**Required action A**
From the author's English translation of the Kropotkin passage in the manual-labor essay, list each thing a patient is said never to have had or known.
**Required action B**
Resume the manual-labor essay after its final sentence.

Top of Provided text

I believe that in a just society, I would have to do some amount of manual labor rather than just play with computers all day. Meanwhile, in our current society, I need to get more exercise, because I play with computers all day. I could go the gym, or something, but:
I feel compelled to live a life more like the one I would live in a just society. Going to the gym to compensate for an overpaid sedentary job would be directly living out the contradictions of Capitalism. In Kropotkin’s Aux Jeunes Gens, he appeals to the (generic) young doctor, presenting him with the two kinds of patients he will encounter in Capitalist society:
L’une meurt parce que, toute sa vie durant, elle n’a jamais assez mangé, ne s’est jamais suffisamment reposée ; l’autre languit parce que durant toute sa vie elle n’a jamais su ce que c’est que le travail…
My translation
The one is dying because during all her life, she has never had enough to eat, has never been sufficiently rested; the other is languishing, because during all her life she has never known what work is.

Bottom of Provided text
Top of Stored data

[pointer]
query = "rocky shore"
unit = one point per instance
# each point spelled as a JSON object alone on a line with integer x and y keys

Bottom of Stored data

**Response A**
- has never had enough to eat
- has never been sufficiently rested
- has never known what work is

**Response B**
While personally seeking exercise through physical labor will not actually resolve the contradiction in place – the only real solution, Kropotkin says, is Socialism – there is an aesthetic value to not directly enacting it.
If I’m going to exercise, I’d rather accomplish something productive, however insignificant, than just spin my wheels on a treadmill, or whatever.
I have a mental barrier against going to the gym, because I don’t think of myself as the sort of person who does that; “the gym” reminds me of my parents and fitness bros.
Humans evolved getting exercise through quotidian activities, not deliberate exertion. That makes it plausible that the former is better in some way.
Therefore, I want to find ways to exercise that could conceivably count as productive labor.